(Records for this exercise)

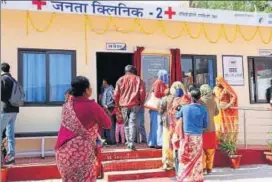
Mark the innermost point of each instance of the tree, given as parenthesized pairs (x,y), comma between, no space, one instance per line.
(247,6)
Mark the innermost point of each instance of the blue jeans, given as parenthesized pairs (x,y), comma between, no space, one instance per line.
(130,121)
(8,122)
(141,126)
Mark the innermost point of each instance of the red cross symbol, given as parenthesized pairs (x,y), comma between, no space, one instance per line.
(39,3)
(169,12)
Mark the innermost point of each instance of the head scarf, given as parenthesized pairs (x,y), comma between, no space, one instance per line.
(206,91)
(176,85)
(225,84)
(163,76)
(179,92)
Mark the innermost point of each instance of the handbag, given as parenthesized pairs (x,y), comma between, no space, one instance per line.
(152,102)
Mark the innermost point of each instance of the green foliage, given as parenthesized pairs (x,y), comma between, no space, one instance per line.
(227,143)
(247,6)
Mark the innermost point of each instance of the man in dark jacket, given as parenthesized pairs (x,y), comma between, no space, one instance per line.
(268,94)
(129,95)
(9,112)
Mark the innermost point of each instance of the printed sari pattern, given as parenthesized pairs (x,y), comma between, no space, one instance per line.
(190,159)
(76,159)
(227,119)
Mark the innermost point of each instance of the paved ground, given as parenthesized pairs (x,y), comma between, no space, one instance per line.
(252,173)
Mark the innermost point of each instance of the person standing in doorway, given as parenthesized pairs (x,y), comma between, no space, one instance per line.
(9,112)
(141,124)
(209,135)
(129,96)
(194,121)
(158,88)
(107,103)
(268,94)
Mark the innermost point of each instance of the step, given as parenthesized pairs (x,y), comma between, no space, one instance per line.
(33,172)
(138,174)
(132,164)
(122,154)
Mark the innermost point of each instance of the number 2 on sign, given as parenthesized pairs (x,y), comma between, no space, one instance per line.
(159,12)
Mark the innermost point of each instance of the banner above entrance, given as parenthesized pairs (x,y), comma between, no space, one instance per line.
(141,10)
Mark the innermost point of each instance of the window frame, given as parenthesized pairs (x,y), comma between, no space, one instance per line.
(47,52)
(197,56)
(256,100)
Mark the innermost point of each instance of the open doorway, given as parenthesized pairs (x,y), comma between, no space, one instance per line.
(111,66)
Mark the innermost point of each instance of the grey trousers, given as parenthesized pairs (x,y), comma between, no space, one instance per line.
(130,121)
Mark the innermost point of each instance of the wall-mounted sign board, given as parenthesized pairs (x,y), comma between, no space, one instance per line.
(116,46)
(265,52)
(151,64)
(233,70)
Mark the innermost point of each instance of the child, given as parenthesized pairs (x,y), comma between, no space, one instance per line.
(119,125)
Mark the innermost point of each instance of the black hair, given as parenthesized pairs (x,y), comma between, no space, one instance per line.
(195,94)
(107,80)
(5,67)
(130,69)
(79,86)
(191,87)
(68,91)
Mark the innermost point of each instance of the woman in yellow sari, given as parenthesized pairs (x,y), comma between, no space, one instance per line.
(173,98)
(227,119)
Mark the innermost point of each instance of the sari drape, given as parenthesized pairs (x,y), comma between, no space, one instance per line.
(190,159)
(169,128)
(76,158)
(167,152)
(227,119)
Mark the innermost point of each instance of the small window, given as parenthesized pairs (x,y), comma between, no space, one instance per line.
(46,75)
(260,76)
(198,70)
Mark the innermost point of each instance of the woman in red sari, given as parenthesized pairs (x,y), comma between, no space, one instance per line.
(76,144)
(227,120)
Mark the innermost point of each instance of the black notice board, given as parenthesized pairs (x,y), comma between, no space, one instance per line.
(151,64)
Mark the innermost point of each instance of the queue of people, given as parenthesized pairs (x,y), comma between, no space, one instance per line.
(182,123)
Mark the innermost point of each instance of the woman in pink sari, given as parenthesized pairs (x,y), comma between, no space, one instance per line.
(76,144)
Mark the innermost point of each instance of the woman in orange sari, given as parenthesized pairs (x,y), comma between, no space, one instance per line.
(227,119)
(76,147)
(176,133)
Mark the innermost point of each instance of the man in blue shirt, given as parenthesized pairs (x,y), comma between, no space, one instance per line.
(194,121)
(194,115)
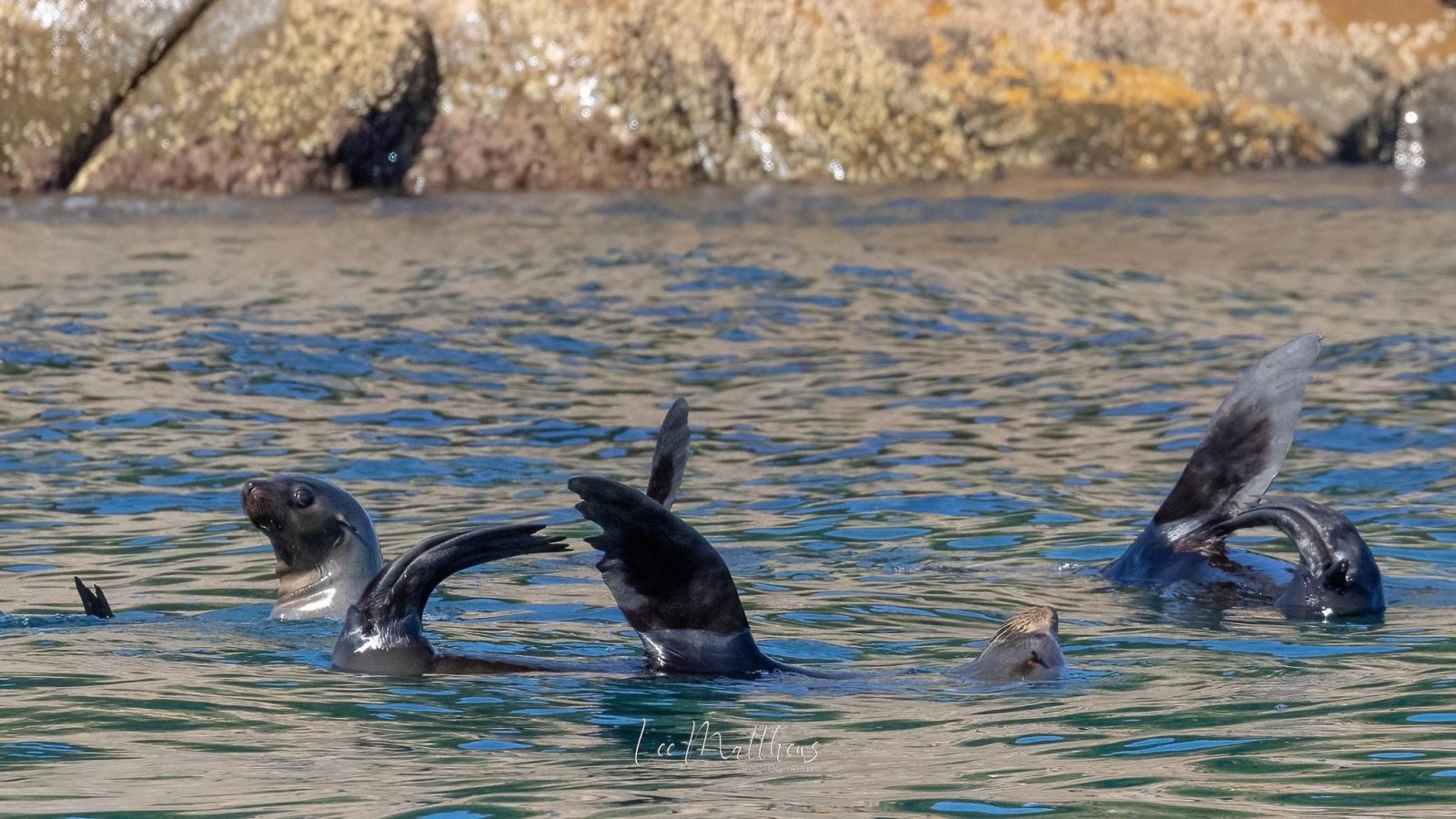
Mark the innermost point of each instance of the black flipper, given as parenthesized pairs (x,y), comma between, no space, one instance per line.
(1247,439)
(1337,573)
(1234,464)
(670,457)
(670,583)
(94,601)
(382,632)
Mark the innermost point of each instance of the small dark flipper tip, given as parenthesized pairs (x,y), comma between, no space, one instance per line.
(94,601)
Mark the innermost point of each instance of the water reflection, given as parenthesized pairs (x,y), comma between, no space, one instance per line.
(916,413)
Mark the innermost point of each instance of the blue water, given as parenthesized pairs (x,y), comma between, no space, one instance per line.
(916,411)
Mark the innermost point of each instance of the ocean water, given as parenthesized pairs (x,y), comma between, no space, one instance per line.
(915,413)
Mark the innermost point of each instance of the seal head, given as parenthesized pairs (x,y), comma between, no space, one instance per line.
(325,550)
(1219,491)
(1024,649)
(1337,573)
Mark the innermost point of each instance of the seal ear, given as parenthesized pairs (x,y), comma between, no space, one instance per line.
(399,592)
(670,583)
(1247,439)
(94,601)
(670,457)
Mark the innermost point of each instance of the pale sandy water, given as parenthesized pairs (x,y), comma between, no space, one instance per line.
(915,413)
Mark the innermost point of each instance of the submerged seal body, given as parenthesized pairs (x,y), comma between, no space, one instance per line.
(325,548)
(382,632)
(1219,493)
(1026,649)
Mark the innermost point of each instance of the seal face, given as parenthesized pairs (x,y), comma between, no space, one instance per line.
(1219,493)
(325,550)
(1024,649)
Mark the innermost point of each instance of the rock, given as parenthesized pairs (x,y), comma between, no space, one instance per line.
(63,67)
(590,94)
(548,94)
(1421,127)
(274,96)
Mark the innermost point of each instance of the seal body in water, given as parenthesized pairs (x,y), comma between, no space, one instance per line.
(1219,493)
(1026,649)
(670,583)
(382,632)
(325,550)
(676,591)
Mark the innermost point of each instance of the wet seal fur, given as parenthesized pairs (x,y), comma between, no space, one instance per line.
(670,583)
(325,550)
(1024,649)
(1218,494)
(382,632)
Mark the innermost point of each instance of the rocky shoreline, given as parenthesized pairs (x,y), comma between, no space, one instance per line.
(277,96)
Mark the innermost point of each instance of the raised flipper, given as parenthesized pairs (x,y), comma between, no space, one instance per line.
(1337,573)
(670,457)
(670,583)
(1024,649)
(1234,464)
(382,632)
(94,601)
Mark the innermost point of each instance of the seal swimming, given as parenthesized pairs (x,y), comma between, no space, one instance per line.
(325,550)
(382,630)
(676,591)
(1219,493)
(1024,649)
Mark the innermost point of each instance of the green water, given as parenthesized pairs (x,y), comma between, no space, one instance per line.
(915,413)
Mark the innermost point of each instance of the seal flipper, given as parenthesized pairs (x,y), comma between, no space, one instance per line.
(1234,464)
(670,583)
(94,601)
(670,457)
(1337,573)
(382,632)
(1023,649)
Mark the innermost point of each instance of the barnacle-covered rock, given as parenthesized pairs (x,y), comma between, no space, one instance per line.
(63,67)
(271,96)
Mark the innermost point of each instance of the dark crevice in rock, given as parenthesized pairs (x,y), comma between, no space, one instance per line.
(86,143)
(383,147)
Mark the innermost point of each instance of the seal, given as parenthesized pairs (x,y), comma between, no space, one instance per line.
(1218,494)
(94,601)
(325,550)
(1024,649)
(382,632)
(670,583)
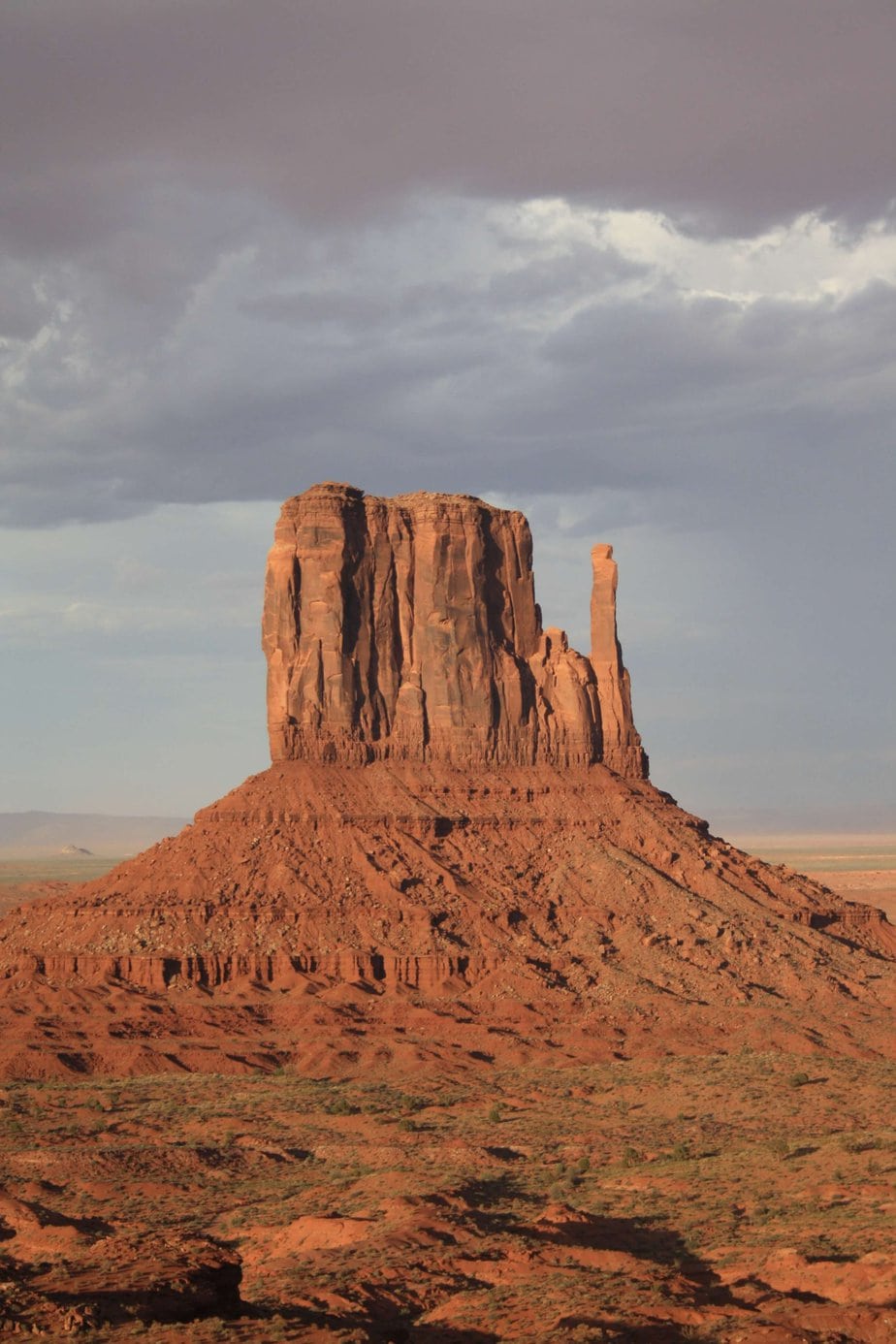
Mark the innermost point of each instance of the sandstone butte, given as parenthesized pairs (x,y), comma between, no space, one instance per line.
(456,856)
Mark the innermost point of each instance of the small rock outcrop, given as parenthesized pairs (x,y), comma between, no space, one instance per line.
(407,629)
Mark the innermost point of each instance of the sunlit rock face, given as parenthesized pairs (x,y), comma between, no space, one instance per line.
(407,627)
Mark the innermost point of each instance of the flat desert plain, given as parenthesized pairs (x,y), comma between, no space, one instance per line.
(743,1197)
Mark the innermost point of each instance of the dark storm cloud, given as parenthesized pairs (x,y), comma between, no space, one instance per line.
(727,114)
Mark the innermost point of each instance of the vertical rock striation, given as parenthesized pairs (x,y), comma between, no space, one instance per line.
(623,751)
(407,627)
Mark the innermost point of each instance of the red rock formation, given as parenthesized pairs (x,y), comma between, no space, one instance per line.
(623,751)
(435,851)
(407,629)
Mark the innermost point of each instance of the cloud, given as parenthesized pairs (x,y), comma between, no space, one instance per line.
(456,343)
(729,115)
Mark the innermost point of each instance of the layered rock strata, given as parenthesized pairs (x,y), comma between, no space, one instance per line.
(623,751)
(407,629)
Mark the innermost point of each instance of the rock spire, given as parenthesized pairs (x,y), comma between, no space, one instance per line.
(407,629)
(623,751)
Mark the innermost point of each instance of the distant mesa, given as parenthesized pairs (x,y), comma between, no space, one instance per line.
(454,859)
(407,629)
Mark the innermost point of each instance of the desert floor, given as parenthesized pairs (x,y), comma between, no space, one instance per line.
(731,1198)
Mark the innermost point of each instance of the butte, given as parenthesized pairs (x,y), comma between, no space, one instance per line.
(454,859)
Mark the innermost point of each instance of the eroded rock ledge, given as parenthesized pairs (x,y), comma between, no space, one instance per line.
(407,627)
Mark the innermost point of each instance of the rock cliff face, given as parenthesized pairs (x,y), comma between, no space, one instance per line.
(407,629)
(623,751)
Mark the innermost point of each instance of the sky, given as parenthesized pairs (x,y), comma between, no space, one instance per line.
(626,265)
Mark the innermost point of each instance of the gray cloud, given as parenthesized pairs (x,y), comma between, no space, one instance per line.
(728,115)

(End Records for this exercise)

Exercise instructions
Output exactly the lines above, from the one holding "Mark the innermost point of each instance of the distant" through the end of the data, including the first and last.

Task response
Mark the innermost point of each instance of the distant mesa, given as parenthesized pairs (x,y), comma between, no space, one instance per line.
(454,859)
(407,629)
Mark the innermost point of each instance of the desert floor, given as parenthesized pairs (x,y), comma between, no space, one instance per line.
(731,1198)
Mark the innermost point of each instance of the butte, given as parenthesized pairs (x,y), comma between, no space, one instance per line.
(454,859)
Mark the innermost point of each instance of the eroded rock ledge, given as parenthesized pairs (x,y), comma between, no space, one instance per line.
(407,627)
Mark the innermost point of each instance of the rock cliff face, given as parenthesized pairs (x,y), comma between, no space, one instance per line.
(407,629)
(623,751)
Mark the innermost point of each instance of the sky, given as parenthesized pairs (x,y), comma between, no space, one instance per line.
(626,265)
Mark the innermost point of each instance of the gray cloud, given as parenthesized pairs (x,y), comma between, no space, one instance per line.
(728,115)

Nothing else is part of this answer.